[Begin MATERIAL SHOWN]

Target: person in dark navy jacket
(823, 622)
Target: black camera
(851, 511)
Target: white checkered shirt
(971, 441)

[End MATERIAL SHOWN]

- _WHAT THE TASK REQUIRES_
Return every record, word for word.

- _FINISHED TASK_
Target: person in dark navy jacket
(823, 622)
Target: black camera
(851, 511)
Target: white checkered shirt
(971, 441)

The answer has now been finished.